SHORT TASK 1: Write out the stretch of the blog post on metric explosion from "As of now I" through "for the same.".
SHORT TASK 2: For each statement below, say whether it agrees with the blog post on metric explosion, answering yes or no and quoting the deciding words: (a) Restarting the SAP Java application resolved the high network and memory utilization. (b) The issue occurred while ISAgent version 9.1.0.X was in use. (c) The number of live metrics grew to more than one million.

DOCUMENT SEGMENT:

I am happy and excited to right my first ever blog on this community. I have taken so much from this great community while resolving many issues reading many wonderful blogs. Its time to return back something to help others. I am writing about an experience, which can be described as metric explosion as per CA.
How it started ?
Few days back our network team came up with information that network utilization between two servers (one was hosting MII application and other was hosting wily EM) is very very high and resulting into packet loss. Same day we got some alert for high memory utilization for MII application.
What was the Error?
While checking the Wily Introscope Agent logs (location /usr/sap/<SID>/SMD<XX>/SMDAgent/temp/IntroscopeAgent.<SID>_<Instance>_server<x>), I found below exception
[IntroscopeAgent] IntervalHeartbeat.execute threw executing: Remove Metric Data
I noticed that before this exception , number of current live metrics were in range of 1000-14000, but after the exception number of live metrics started to grow up and reached above one million. (in the same file you can search for logs like below)
11/09/15 02:19:03 PM GMT [INFO] [IntroscopeAgent] Number of current, live metrics=1012
12/11/15 03:02:28 PM GMT [INFO] [IntroscopeAgent] Number of current, live metrics=1035158.
It was clear to me that this issue is causing high memory and network utilization.
On the below mentioned link (From CA support), I was able to find more information about interface mentioned in the exception and what is a metric explosion:
How it was fixed?
To fixed the problem we restarted the sap java application and it resolved high network and memory utilization.
As of now I am not aware of the aware of the permanent solution but I am working on the same. I know there is a memory leak issue with ISAgent version 9.1.0.X but we were using ISAgent 8 when this issue occurred. Will update my blog when I will be having a permanent resolution for the same.
Thanks and Regards

DATA:
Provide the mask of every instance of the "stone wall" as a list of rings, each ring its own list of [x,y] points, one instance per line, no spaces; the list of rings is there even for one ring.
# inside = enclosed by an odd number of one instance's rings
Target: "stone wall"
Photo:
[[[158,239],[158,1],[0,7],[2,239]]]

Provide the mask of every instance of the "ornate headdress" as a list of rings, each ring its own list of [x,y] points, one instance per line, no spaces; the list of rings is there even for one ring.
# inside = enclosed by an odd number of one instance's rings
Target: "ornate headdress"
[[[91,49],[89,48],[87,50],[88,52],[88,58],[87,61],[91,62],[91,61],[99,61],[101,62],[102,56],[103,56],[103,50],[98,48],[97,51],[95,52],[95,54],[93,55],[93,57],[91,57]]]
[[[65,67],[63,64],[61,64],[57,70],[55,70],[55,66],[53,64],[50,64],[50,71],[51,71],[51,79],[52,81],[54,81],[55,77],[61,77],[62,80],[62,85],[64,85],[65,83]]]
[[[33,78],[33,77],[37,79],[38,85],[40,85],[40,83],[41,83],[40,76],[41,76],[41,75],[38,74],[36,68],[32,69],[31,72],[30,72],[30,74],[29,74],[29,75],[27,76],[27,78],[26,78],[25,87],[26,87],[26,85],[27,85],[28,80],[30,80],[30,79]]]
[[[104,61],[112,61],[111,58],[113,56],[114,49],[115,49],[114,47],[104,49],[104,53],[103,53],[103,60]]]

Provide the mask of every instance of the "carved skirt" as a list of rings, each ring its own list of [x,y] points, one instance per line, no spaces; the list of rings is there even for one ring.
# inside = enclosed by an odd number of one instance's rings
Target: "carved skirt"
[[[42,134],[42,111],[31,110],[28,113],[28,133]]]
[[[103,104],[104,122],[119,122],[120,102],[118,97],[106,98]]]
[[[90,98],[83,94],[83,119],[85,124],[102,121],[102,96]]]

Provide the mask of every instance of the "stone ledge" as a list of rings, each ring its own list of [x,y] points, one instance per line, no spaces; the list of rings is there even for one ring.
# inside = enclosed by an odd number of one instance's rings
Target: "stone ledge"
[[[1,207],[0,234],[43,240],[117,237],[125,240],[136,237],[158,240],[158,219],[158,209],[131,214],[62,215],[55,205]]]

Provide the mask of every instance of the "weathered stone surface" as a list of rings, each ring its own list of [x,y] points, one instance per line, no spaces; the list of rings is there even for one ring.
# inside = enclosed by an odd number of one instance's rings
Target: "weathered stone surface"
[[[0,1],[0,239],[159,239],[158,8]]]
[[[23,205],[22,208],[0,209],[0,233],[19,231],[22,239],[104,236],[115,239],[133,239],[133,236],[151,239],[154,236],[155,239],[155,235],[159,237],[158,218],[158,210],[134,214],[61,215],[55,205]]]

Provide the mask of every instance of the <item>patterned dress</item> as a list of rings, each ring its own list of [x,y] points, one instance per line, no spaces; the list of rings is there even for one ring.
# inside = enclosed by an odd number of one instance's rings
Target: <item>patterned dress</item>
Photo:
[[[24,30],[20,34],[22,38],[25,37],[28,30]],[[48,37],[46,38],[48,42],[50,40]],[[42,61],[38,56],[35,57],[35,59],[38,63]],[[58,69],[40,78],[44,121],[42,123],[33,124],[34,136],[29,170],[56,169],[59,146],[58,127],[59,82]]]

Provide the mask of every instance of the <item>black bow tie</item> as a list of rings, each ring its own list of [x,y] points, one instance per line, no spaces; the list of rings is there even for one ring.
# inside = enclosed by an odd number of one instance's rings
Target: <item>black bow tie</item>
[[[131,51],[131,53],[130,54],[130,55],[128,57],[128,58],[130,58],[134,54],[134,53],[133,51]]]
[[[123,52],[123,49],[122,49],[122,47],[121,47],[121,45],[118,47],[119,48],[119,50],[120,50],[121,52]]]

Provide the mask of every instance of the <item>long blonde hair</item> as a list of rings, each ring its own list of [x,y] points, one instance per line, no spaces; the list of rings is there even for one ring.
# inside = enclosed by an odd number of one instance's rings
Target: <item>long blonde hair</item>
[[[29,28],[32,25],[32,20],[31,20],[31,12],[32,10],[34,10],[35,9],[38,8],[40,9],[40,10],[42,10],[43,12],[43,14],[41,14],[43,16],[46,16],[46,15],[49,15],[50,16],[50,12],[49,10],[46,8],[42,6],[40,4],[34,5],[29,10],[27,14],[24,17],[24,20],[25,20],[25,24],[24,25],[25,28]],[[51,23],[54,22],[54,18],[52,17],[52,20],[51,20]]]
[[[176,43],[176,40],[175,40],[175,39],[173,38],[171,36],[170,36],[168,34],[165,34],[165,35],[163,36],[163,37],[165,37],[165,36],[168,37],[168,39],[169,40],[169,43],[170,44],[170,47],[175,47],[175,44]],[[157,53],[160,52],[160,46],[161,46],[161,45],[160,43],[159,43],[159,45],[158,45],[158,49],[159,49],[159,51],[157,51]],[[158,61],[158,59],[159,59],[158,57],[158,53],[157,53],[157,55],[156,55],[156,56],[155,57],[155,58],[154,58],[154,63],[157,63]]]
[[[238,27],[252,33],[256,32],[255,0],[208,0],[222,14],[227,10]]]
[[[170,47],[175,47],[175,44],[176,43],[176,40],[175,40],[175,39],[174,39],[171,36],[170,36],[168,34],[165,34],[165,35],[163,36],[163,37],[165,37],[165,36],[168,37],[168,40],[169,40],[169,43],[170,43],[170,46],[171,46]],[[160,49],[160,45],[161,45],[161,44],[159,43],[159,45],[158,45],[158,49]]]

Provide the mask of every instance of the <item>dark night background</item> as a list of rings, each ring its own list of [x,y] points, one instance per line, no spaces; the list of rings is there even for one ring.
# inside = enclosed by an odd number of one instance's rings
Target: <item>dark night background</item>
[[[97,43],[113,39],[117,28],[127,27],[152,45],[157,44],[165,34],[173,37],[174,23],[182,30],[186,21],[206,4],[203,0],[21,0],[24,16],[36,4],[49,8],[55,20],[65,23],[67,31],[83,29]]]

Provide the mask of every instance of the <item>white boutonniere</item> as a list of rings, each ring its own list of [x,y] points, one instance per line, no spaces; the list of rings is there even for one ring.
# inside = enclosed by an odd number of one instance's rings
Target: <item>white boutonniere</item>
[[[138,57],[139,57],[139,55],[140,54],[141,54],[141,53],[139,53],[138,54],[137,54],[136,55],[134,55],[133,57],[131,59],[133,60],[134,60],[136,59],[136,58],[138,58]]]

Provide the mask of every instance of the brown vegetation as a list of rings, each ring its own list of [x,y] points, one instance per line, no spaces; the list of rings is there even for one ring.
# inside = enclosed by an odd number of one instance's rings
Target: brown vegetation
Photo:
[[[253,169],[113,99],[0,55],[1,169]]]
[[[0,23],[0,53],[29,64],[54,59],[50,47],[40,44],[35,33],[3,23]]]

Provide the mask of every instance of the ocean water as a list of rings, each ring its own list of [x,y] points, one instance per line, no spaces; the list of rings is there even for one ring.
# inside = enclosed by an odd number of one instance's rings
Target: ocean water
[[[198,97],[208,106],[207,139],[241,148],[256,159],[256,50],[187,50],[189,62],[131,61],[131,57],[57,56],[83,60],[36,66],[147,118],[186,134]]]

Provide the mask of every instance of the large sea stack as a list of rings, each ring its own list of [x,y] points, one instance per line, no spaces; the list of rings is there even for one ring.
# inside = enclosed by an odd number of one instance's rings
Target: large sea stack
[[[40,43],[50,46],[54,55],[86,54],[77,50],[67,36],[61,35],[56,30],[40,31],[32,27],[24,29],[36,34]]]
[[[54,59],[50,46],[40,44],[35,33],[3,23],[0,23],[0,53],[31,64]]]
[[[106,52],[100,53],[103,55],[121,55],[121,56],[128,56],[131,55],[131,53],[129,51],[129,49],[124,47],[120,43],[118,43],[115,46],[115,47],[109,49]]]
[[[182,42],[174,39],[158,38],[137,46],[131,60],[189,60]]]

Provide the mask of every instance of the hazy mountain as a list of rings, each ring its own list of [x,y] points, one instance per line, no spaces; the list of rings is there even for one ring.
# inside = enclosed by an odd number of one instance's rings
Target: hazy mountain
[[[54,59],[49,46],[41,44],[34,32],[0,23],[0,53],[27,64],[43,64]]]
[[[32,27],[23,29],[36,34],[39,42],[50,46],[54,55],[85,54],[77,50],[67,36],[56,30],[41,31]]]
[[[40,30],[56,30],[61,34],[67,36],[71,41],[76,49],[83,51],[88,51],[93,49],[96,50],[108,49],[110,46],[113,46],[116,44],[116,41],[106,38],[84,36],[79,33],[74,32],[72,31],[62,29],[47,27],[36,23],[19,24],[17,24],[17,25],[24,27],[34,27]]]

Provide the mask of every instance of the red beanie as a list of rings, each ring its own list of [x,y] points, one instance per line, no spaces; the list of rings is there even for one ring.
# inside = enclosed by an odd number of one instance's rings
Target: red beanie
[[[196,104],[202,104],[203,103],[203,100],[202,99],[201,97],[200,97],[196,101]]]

WORKED SOLUTION 1:
As of now I am not aware of the aware of the permanent solution but I am working on the same. I know there is a memory leak issue with ISAgent version 9.1.0.X but we were using ISAgent 8 when this issue occurred. Will update my blog when I will be having a permanent resolution for the same.

WORKED SOLUTION 2:
(a) Yes: "we restarted the sap java application and it resolved high network and memory utilization."
(b) No: "we were using ISAgent 8 when this issue occurred."
(c) Yes: "reached above one million."